The answer should be one number, the count of lines in the data with "tram".

--- EXCERPTED RECORDS Enclosed Below ---

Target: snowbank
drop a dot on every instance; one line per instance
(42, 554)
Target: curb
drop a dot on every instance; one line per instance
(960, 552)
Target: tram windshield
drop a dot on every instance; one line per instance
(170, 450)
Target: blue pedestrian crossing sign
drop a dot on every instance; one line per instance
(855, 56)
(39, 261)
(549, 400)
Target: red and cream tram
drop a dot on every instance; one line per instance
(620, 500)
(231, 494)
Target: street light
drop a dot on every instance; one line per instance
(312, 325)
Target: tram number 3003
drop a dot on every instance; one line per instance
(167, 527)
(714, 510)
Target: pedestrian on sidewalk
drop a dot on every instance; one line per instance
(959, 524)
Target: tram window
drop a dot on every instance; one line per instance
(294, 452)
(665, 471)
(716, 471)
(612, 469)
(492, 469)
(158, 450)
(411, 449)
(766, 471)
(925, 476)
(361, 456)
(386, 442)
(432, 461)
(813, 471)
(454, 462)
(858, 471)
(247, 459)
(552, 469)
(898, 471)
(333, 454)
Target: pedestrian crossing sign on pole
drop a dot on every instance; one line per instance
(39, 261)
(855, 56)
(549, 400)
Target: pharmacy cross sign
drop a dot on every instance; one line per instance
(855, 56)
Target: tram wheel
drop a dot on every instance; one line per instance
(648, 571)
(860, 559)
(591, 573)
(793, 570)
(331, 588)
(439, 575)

--- End of Enclosed EXCERPTED RECORDS ---
--- EXCERPTED RECORDS Enclosed Below ---

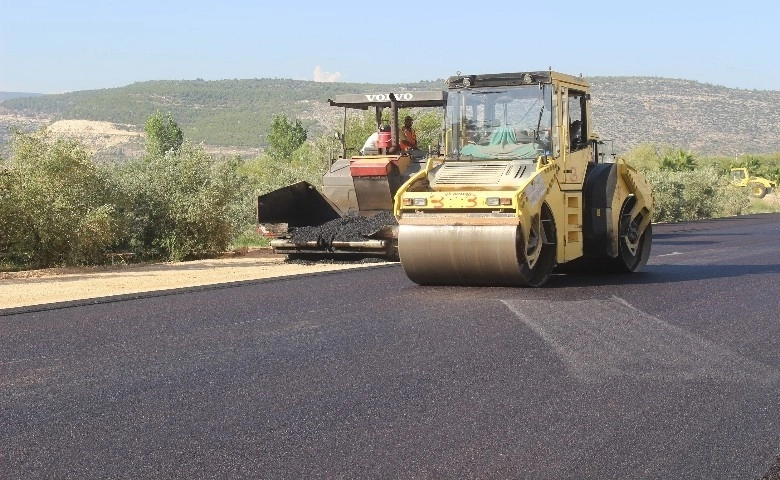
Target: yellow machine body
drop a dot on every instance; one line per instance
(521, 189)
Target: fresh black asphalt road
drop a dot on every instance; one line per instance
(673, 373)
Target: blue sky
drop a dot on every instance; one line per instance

--- End of Enclosed EXCERPTED RECORDS ---

- FINISHED TASK -
5